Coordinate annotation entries
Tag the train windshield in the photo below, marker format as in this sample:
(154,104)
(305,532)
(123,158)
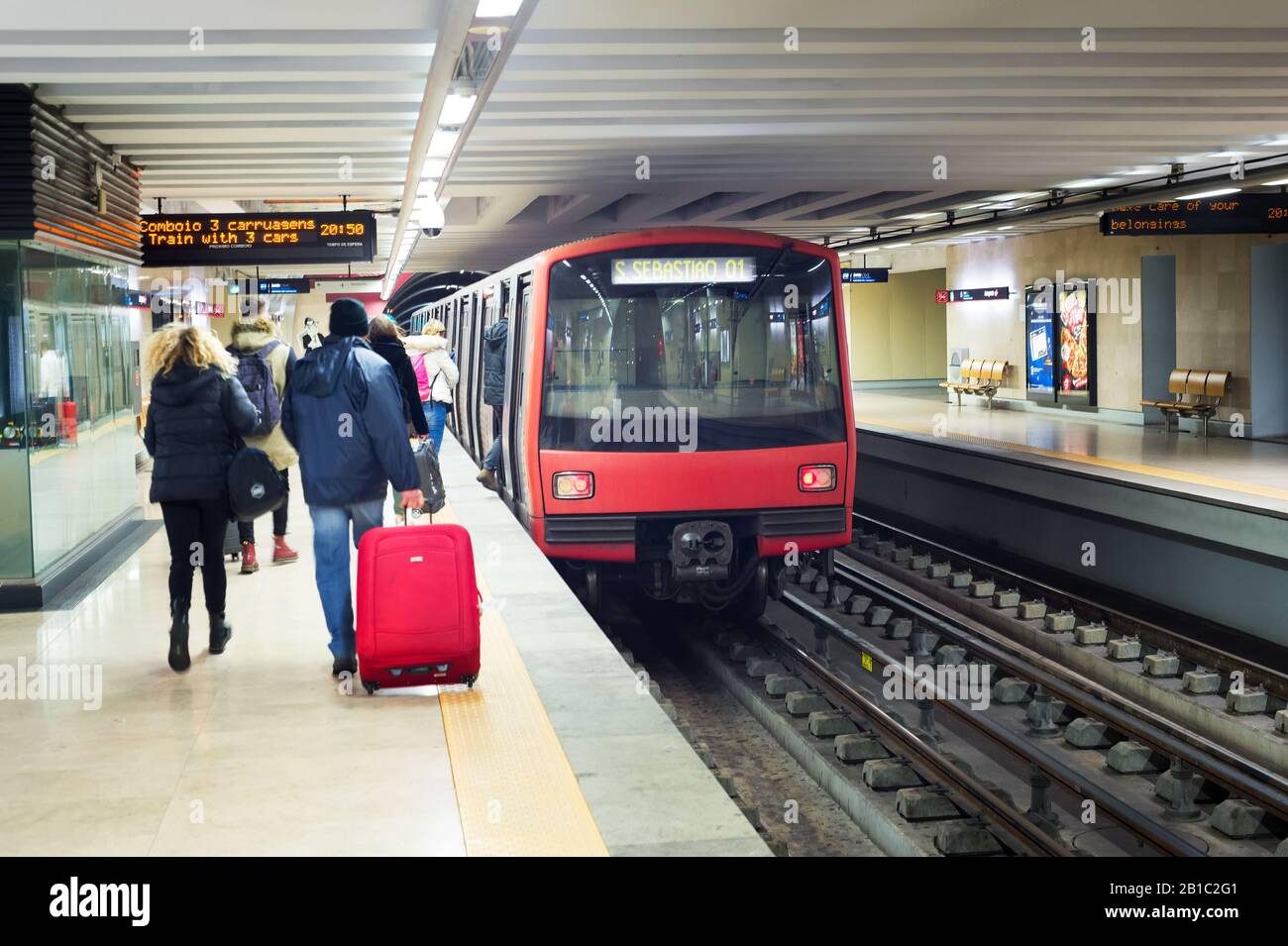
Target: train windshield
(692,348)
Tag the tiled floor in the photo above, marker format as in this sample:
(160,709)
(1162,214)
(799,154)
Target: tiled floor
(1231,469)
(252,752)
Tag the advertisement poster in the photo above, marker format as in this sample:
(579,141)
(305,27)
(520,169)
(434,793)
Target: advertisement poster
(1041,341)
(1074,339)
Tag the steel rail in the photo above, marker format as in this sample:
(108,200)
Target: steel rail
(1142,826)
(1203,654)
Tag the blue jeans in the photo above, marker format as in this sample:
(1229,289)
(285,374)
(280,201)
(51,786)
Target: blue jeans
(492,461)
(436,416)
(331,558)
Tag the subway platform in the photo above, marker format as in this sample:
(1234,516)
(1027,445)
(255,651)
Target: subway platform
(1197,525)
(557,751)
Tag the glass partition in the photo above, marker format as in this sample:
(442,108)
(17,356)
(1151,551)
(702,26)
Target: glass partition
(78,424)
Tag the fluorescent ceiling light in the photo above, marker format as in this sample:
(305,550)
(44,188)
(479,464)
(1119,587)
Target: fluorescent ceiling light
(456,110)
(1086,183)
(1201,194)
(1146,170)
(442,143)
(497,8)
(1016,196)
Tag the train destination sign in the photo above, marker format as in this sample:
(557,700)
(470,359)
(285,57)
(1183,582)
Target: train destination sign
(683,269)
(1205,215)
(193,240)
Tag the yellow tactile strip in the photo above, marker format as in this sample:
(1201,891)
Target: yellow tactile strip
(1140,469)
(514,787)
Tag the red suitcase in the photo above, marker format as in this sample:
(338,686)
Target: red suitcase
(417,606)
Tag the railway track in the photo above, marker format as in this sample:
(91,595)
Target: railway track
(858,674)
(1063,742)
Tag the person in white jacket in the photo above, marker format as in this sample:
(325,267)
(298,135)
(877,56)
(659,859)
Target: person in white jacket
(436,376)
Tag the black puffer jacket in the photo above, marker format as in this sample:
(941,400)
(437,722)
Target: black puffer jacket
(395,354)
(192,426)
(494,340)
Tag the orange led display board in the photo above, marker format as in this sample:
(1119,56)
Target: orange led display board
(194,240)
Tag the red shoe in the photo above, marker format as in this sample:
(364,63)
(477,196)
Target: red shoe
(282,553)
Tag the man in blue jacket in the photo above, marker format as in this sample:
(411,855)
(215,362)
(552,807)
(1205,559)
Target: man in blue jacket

(EXERCISE AIM)
Reproduce verbatim the part of the entries that starts with the line containing "Tag the orange" and runs through the end of the entries.

(ANSWER TO THE EXERCISE)
Tag the orange led display board in the photo above, marker format as in this sample:
(1119,56)
Target: orange led display board
(194,240)
Tag the red shoe in the photo above, marker format as in this sample:
(364,63)
(477,196)
Target: red shoe
(282,553)
Tag the man in blue jacket in the photo above, marker format as in this sample:
(411,855)
(215,362)
(552,807)
(1205,559)
Target: man in blue jacket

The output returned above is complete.